-- Start RECORD EXTRACTS --

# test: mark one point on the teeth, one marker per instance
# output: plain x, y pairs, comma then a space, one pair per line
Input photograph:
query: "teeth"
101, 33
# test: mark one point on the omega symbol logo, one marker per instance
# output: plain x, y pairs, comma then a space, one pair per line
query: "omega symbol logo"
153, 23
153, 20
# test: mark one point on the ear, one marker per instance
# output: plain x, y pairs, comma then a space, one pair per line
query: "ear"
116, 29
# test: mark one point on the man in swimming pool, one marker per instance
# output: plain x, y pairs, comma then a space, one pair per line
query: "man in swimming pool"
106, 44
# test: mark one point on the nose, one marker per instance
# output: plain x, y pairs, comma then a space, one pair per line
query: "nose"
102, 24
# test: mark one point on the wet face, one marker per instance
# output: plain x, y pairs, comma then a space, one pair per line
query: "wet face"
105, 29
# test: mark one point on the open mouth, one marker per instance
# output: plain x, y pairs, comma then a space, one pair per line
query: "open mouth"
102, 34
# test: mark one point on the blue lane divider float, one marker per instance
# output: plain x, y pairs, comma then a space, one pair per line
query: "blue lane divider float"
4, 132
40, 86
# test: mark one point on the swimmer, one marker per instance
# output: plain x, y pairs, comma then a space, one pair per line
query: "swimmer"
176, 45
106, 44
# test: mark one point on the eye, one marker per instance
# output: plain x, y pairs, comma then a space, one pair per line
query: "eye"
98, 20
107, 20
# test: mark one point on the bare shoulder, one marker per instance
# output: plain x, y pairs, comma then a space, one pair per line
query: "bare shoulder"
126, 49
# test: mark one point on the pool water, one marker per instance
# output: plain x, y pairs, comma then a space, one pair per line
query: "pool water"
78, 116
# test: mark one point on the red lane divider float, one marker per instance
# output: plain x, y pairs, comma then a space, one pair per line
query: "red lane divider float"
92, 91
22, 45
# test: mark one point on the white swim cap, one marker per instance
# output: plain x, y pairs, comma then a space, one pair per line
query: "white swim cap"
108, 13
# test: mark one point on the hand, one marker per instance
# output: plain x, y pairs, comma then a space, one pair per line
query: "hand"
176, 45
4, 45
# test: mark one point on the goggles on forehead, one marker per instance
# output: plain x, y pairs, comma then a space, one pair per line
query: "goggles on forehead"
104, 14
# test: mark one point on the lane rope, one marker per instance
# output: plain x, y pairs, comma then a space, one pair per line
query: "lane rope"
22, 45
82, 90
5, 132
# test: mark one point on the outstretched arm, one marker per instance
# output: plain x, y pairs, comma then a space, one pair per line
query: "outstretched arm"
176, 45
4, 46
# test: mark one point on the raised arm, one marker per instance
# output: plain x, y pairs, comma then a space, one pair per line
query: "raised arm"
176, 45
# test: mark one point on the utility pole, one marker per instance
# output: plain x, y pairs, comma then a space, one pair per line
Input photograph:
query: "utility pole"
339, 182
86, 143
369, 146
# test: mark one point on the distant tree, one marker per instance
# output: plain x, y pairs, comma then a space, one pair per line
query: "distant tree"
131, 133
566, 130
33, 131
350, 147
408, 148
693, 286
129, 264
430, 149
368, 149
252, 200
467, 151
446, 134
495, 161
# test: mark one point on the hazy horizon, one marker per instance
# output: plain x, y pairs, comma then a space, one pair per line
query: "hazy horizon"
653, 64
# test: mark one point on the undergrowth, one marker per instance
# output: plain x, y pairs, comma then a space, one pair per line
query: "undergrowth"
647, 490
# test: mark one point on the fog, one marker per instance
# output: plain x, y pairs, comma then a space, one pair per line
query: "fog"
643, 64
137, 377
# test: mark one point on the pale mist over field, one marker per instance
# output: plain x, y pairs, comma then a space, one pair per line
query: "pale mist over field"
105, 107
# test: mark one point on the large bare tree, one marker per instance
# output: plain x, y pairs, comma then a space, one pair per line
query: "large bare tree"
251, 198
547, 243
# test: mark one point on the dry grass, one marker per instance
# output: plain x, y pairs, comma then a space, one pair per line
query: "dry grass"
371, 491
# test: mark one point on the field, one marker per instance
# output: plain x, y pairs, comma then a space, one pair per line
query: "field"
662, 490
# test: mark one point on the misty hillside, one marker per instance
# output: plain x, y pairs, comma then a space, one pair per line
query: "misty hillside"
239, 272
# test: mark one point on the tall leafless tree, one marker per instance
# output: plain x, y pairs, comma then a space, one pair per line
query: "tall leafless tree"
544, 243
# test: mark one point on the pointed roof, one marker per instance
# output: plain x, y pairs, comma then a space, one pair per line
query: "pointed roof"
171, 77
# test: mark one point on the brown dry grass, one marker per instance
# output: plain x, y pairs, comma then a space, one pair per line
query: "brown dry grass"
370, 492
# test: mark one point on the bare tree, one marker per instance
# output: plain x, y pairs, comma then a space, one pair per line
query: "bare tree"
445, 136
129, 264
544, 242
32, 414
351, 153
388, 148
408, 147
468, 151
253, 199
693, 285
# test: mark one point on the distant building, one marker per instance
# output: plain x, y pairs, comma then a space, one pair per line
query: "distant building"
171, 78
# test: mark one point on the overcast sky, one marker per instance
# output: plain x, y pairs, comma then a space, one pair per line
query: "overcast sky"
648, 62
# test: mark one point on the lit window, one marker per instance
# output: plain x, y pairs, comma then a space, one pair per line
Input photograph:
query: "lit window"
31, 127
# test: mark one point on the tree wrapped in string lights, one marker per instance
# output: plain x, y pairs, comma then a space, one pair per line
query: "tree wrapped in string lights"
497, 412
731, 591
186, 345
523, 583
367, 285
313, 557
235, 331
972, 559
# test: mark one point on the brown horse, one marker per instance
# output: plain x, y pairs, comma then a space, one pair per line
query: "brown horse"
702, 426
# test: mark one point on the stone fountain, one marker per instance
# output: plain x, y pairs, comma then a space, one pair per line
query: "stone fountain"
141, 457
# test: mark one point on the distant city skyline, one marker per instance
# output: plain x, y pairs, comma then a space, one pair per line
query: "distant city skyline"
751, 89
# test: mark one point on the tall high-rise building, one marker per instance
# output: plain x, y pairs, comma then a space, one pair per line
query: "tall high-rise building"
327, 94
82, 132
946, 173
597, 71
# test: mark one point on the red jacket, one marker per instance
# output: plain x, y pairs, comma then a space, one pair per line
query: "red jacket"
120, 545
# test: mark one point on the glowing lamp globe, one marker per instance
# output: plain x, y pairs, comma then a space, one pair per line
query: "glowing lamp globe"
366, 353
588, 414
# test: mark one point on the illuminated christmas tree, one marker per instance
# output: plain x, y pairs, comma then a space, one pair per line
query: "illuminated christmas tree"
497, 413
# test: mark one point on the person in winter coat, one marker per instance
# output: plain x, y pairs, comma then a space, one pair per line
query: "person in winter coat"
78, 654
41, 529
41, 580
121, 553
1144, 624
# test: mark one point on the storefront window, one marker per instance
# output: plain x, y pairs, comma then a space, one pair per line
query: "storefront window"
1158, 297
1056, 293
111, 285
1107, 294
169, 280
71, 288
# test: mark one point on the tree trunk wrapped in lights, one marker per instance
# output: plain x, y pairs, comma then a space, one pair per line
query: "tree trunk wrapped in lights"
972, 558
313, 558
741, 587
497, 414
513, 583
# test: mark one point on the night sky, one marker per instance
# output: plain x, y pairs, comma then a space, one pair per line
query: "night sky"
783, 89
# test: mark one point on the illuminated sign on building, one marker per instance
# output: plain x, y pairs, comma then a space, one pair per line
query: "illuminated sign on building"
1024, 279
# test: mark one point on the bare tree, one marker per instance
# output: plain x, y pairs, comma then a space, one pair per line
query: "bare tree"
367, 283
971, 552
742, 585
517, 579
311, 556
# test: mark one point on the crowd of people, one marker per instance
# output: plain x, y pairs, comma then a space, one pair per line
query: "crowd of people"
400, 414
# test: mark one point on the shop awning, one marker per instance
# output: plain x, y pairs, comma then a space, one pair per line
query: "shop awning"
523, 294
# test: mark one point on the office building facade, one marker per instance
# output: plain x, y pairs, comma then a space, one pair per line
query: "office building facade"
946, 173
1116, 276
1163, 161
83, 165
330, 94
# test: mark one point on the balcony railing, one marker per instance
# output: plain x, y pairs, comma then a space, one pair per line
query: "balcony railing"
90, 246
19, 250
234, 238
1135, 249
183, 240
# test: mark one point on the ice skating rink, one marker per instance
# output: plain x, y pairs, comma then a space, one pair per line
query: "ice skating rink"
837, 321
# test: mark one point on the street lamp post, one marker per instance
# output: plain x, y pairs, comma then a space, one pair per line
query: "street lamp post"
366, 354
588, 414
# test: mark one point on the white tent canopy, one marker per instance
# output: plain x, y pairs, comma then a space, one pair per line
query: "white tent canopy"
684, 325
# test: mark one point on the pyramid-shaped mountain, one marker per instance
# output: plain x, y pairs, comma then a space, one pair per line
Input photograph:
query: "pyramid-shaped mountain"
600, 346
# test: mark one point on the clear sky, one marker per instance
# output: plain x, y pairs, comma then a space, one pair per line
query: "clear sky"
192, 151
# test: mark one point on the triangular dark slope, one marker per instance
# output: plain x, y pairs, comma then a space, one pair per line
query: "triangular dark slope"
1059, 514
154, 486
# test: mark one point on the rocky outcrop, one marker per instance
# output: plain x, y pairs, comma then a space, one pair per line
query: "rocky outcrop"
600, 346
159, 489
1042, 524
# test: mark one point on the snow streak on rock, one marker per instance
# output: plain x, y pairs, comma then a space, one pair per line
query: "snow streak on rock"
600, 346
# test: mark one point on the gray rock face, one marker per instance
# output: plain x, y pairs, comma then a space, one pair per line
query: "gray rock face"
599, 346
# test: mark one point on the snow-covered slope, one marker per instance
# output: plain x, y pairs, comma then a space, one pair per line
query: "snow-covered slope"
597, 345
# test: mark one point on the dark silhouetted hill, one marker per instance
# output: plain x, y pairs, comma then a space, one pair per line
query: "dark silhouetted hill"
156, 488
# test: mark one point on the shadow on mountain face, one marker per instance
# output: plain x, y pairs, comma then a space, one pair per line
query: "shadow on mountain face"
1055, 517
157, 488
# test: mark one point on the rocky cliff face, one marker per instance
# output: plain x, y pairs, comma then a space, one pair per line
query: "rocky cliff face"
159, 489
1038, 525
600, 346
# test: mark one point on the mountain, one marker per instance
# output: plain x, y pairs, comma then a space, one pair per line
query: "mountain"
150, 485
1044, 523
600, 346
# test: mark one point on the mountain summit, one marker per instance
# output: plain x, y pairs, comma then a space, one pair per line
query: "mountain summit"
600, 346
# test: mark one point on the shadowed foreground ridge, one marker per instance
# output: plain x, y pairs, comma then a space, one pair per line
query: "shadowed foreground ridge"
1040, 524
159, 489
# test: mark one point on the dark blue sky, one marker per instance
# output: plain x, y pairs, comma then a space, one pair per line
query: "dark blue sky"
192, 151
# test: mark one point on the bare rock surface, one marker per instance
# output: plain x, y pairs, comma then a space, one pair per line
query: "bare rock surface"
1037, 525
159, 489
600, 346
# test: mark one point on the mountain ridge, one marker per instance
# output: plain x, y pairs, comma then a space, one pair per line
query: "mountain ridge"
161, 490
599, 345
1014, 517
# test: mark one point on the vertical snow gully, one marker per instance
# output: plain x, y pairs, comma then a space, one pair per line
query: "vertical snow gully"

-- End RECORD EXTRACTS --

GIVEN TASK
Write out, word for word, the line containing "# test: mark one point on the mountain, one" and every line after it to the end of the data above.

THE REPLY
# test: mark one point on the mountain, one marker per instance
# output: plain x, y pairs, comma then a space, one pair per line
query: "mountain"
150, 485
1044, 523
600, 346
# test: mark one point on the mountain summit, one marker per instance
# output: plain x, y pairs, comma then a space, one pair per line
query: "mountain summit"
600, 346
# test: mark one point on the shadowed foreground ridge, one marker per instance
# output: plain x, y pairs, comma then a space, one pair per line
query: "shadowed foreground ridge"
1040, 524
159, 489
# test: mark one point on the dark blue sky, one marker per instance
# output: plain x, y pairs, comma then a space, one pair per line
query: "dark blue sky"
192, 151
# test: mark one point on the bare rock surface, one marker per instance
# output: plain x, y pairs, comma then a space, one pair per line
query: "bare rock surface"
1037, 525
159, 489
600, 346
# test: mark one point on the mountain ridge, one marker per instance
# output: plain x, y pairs, comma then a space, one pair per line
query: "mountain ridge"
161, 490
599, 345
1014, 517
# test: mark one point on the vertical snow gully, one marker per instance
# output: plain x, y pairs, comma then a space, one pair per line
query: "vertical snow gully"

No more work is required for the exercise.